Supplied information below:

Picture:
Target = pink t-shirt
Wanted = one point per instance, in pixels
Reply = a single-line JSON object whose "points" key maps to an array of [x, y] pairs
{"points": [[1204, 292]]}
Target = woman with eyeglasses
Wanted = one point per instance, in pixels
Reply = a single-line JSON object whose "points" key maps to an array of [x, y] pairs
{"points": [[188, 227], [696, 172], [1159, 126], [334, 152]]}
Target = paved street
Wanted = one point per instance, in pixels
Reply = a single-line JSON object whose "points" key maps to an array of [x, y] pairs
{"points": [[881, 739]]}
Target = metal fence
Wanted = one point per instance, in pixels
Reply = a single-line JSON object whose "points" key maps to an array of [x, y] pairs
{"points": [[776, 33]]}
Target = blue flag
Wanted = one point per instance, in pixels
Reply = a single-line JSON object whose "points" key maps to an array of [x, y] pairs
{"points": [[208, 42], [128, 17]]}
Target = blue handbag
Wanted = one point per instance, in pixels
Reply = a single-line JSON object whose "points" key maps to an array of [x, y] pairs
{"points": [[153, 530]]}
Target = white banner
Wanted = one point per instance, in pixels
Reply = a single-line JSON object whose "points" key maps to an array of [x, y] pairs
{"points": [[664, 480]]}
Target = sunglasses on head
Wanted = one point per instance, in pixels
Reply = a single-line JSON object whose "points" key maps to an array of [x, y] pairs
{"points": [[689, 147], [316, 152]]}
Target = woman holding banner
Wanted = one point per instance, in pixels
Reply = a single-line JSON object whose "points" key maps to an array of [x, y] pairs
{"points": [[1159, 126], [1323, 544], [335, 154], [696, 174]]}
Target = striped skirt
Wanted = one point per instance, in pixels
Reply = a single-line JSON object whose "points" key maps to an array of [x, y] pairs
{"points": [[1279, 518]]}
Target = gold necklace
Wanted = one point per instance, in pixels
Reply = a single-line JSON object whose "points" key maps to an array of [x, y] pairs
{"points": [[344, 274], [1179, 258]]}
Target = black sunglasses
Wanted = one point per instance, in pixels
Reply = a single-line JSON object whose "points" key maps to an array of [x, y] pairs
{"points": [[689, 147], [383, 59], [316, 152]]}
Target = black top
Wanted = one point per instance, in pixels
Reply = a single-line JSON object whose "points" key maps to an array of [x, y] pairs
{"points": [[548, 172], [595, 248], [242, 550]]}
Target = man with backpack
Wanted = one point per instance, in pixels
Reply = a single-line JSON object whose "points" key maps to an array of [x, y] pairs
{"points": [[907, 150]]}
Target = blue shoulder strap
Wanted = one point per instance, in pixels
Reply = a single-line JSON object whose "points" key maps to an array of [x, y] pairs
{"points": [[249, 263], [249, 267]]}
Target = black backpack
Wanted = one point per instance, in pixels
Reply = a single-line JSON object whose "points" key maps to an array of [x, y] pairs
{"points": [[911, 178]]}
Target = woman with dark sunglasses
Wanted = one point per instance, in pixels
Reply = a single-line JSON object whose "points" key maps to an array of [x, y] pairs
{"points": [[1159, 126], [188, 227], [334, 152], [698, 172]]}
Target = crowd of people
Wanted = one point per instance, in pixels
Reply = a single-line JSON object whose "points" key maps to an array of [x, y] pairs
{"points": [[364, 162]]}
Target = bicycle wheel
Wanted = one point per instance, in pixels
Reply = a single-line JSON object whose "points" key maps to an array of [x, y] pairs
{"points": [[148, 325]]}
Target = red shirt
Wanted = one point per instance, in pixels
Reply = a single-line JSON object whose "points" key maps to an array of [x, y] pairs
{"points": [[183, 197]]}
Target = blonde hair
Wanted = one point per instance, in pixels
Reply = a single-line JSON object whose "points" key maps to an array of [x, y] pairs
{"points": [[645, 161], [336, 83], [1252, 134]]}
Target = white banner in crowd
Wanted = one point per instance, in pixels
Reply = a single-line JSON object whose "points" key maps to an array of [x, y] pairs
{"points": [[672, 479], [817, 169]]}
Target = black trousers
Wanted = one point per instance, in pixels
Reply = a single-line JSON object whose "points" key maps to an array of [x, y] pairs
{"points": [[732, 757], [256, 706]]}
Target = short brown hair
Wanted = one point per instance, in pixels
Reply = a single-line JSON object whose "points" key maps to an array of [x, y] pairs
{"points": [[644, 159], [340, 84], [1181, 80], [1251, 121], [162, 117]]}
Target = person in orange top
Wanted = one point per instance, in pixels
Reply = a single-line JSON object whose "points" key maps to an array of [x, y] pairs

End of Supplied information.

- Prompt: Your answer should be a single number: the count of lines above with the word "blue".

- Output of the exercise: 3